YOUR ASSIGNMENT: Determine how many lines in the entries below contain "hair", and output that number alone.

SUPPLIED RECORDS:
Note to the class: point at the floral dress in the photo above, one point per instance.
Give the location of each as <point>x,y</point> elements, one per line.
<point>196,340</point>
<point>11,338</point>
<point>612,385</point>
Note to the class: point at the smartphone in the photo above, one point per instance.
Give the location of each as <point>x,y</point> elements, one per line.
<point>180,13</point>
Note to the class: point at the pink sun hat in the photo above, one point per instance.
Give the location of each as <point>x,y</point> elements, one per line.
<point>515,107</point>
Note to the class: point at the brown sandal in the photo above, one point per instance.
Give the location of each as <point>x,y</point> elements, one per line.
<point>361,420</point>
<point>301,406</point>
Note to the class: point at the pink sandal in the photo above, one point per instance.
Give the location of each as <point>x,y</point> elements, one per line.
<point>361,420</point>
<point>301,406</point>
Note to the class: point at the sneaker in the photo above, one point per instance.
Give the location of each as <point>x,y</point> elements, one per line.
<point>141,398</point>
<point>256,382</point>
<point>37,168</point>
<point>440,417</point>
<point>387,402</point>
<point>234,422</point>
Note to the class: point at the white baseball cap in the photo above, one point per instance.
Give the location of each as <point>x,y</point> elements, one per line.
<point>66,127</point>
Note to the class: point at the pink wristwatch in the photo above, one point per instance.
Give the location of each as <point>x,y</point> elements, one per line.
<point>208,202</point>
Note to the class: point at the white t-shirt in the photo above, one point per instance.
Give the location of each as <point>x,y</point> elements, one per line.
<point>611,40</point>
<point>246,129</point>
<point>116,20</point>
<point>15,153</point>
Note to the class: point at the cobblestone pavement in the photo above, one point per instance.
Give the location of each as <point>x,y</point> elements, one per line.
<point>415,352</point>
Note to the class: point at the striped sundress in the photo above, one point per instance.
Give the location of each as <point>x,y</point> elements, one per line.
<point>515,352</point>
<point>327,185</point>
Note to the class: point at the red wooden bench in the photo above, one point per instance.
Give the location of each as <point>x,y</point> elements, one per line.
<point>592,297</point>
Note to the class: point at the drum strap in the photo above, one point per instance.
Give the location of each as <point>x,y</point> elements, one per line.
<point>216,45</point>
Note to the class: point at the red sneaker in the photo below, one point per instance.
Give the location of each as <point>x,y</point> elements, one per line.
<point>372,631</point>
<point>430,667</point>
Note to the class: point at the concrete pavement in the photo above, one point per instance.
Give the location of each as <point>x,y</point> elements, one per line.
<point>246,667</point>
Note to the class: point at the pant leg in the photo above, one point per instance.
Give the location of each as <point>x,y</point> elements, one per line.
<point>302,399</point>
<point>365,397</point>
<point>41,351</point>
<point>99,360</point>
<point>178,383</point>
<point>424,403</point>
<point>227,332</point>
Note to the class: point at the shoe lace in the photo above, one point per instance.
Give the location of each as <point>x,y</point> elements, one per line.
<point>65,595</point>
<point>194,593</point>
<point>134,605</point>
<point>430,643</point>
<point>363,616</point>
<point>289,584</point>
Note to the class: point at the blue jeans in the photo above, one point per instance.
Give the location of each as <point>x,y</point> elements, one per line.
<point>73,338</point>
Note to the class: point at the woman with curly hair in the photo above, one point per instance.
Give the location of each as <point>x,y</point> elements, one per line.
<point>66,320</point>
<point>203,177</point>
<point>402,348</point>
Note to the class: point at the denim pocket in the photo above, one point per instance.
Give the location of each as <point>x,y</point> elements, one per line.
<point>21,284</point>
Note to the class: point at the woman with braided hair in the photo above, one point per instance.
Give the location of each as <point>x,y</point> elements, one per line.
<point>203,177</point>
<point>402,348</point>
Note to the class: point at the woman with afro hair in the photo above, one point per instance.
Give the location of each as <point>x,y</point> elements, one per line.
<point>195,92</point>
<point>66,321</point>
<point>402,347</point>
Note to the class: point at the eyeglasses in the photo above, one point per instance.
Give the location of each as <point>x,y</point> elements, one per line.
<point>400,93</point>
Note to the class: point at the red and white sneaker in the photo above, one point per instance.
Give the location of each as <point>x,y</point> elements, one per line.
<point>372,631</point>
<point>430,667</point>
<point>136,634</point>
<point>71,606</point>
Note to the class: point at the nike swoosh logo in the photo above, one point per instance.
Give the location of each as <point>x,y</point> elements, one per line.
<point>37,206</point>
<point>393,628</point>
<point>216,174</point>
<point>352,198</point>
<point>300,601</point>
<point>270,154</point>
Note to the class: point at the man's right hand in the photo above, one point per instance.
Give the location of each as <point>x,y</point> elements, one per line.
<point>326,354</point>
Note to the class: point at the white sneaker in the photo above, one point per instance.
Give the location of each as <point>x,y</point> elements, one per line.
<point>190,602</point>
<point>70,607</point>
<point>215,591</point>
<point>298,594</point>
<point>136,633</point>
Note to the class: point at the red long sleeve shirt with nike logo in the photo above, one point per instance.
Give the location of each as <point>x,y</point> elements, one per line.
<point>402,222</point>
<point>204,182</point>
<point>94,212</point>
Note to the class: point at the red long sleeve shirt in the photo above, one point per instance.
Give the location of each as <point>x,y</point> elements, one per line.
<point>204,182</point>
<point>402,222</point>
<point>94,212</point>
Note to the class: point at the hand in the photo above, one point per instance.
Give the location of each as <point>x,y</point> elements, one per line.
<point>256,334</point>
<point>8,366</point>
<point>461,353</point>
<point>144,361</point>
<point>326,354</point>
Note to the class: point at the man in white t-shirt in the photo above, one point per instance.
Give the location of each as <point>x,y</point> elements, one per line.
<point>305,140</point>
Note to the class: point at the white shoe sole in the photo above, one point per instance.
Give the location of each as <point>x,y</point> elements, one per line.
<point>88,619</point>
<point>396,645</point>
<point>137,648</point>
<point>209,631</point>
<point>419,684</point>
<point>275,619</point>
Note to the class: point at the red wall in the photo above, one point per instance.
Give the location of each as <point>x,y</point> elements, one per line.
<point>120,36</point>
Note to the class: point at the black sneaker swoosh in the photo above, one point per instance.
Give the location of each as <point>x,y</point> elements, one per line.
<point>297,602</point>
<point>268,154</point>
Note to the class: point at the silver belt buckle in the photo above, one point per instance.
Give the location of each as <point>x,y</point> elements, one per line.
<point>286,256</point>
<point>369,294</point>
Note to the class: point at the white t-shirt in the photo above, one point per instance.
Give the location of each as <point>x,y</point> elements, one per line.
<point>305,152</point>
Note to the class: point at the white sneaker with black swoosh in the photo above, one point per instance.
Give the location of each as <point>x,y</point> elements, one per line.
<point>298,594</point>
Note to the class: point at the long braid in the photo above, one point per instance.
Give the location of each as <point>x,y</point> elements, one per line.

TASK SOLUTION: 3